▶ [Task to complete] Change every "separate parts" in the items below to "disconnected pieces", and reproduce the items with nothing else altered.

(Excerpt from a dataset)
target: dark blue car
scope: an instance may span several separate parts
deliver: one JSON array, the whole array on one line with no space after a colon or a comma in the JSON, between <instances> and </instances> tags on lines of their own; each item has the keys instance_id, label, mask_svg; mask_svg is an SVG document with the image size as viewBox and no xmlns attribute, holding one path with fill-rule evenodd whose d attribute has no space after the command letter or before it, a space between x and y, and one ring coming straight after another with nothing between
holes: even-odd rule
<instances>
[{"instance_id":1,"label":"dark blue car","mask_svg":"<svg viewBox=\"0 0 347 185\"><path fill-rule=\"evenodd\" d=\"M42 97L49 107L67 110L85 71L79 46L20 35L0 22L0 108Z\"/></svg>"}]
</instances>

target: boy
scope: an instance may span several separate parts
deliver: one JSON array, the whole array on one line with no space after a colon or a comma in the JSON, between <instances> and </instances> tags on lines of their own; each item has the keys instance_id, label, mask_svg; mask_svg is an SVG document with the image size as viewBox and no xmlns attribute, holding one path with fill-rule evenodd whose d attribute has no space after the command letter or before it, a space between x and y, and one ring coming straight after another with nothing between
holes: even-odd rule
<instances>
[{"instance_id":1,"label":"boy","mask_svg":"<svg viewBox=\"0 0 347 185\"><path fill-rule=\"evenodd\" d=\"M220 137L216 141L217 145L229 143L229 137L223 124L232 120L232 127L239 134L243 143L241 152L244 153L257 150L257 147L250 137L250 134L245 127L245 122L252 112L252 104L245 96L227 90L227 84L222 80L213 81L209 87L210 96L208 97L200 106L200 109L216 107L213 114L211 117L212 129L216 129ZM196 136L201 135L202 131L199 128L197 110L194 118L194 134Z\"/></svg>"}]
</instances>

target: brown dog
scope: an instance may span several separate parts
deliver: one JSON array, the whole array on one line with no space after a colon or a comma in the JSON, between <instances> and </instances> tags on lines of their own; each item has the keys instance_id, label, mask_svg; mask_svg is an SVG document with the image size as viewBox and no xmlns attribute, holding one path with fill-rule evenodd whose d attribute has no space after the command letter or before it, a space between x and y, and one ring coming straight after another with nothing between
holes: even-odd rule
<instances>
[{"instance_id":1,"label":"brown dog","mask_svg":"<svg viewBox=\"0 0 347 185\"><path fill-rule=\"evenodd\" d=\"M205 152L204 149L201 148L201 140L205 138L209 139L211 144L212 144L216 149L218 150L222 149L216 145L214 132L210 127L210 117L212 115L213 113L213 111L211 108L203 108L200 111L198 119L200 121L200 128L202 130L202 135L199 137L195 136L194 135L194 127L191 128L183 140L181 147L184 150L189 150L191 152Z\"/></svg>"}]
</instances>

▶ [Solved problem]
target: dark blue car
scope: an instance may span several disconnected pieces
deliver: one JSON array, the whole array on one line with no space after a colon or a comma in the JSON, between <instances> and </instances> tags on lines of their own; each item has the keys instance_id, label, mask_svg; mask_svg is an SVG document with the image size as viewBox and no xmlns attribute, holding one path with fill-rule evenodd whose d attribute has no space after the command letter or before it, a space between x and y, and one ring coming straight after another with nothing between
holes: even-odd rule
<instances>
[{"instance_id":1,"label":"dark blue car","mask_svg":"<svg viewBox=\"0 0 347 185\"><path fill-rule=\"evenodd\" d=\"M42 97L49 107L67 110L85 71L79 46L20 35L0 22L0 108Z\"/></svg>"}]
</instances>

target: boy
scope: an instance may span several disconnected pieces
deliver: one JSON array, the whole array on one line with no space after a colon or a comma in the JSON, between <instances> and </instances> tags on lines of their own; each item has the keys instance_id, label, mask_svg; mask_svg is an SVG document with the image size as viewBox and no xmlns attribute, holding one path with fill-rule evenodd whose d attribute has no space after the command letter or before it, a space between x and y, and one ring coming straight after another with nothing between
holes: even-odd rule
<instances>
[{"instance_id":1,"label":"boy","mask_svg":"<svg viewBox=\"0 0 347 185\"><path fill-rule=\"evenodd\" d=\"M220 137L216 141L217 145L229 143L229 137L223 124L232 120L232 127L239 134L243 143L241 152L244 153L257 150L257 147L250 137L250 134L245 127L245 122L252 112L252 104L245 96L227 90L227 84L222 80L213 81L209 87L210 96L208 97L200 106L200 109L216 107L213 114L211 117L212 129L216 129ZM196 136L201 135L202 131L199 128L197 110L194 118L194 134Z\"/></svg>"}]
</instances>

target: brown dog
scope: an instance may span several disconnected pieces
deliver: one JSON array, the whole array on one line with no space after a colon or a comma in the JSON, between <instances> and </instances> tags on lines of their own; each item has the keys instance_id, label, mask_svg; mask_svg is an SVG document with the image size as viewBox and no xmlns attribute, holding one path with fill-rule evenodd whose d attribute has no space after the command letter or before it, a space between x and y, and one ring coming straight after another with nothing between
holes: even-odd rule
<instances>
[{"instance_id":1,"label":"brown dog","mask_svg":"<svg viewBox=\"0 0 347 185\"><path fill-rule=\"evenodd\" d=\"M205 152L204 149L201 148L201 140L205 138L209 139L211 144L212 144L216 149L218 150L222 149L216 145L214 132L210 127L210 117L212 115L213 113L213 111L211 108L203 108L200 111L198 119L200 121L200 128L202 130L202 135L199 137L195 136L194 135L194 127L191 128L183 140L181 147L184 150L189 150L191 152Z\"/></svg>"}]
</instances>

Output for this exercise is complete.